== What you should do ==
The entries are to be written out again with no differences.
··········
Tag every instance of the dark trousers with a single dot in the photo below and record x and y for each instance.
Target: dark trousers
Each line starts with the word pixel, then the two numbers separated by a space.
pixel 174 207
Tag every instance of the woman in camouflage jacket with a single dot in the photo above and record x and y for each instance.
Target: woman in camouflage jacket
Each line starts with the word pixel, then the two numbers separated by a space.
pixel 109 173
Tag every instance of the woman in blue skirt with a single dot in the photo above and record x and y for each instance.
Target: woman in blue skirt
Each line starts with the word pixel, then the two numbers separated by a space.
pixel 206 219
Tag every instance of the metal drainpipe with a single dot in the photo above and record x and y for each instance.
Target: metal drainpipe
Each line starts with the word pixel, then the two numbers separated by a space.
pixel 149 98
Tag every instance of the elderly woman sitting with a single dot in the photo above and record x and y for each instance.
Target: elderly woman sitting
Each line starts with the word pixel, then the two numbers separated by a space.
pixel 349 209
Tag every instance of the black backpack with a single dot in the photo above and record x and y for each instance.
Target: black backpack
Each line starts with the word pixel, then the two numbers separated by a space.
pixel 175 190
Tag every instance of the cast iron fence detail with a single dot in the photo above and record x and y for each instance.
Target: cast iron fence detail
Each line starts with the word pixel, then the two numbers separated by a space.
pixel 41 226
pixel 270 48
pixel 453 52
··········
== Output of the exercise ==
Tag every instance of the dark trousers with a single dot in the photo below and record x and y for each instance.
Target: dark trousers
Each line starts with the word pixel, then the two numbers separated by a space.
pixel 174 207
Tag every instance of the woman in camouflage jacket with a single dot in the photo above and record x and y for each instance.
Target: woman in camouflage jacket
Each line starts with the word pixel, then the two numbers separated by a space.
pixel 109 173
Tag every instance of the woman in blue skirt with a single dot in the photo above and record x and y for each instance.
Target: woman in blue skirt
Each line starts with the word pixel, then the two numbers separated by a space.
pixel 206 219
Tag every instance of the metal drainpipe with a single dot in the photo above and record x and y for each instance.
Target: metal drainpipe
Each line starts with the word pixel, then the two numbers separated by a space.
pixel 149 98
Tag every instance of the elderly woman sitting with a single dot in the photo above and record x and y for each instance.
Target: elderly woman sitting
Each line starts with the word pixel, then the two numbers separated by a space.
pixel 349 209
Tag every instance of the black backpack with a single dot in the photo above and record x and y for each instance.
Target: black backpack
Each line starts with the word pixel, then the two numbers separated by a space.
pixel 175 190
Tag every instance of the cast iron fence detail with a single dot in the photo above and record x and y for each instance.
Target: cast iron fence detail
Each line starts with the word pixel, then the two numbers separated by a space.
pixel 41 226
pixel 270 48
pixel 453 52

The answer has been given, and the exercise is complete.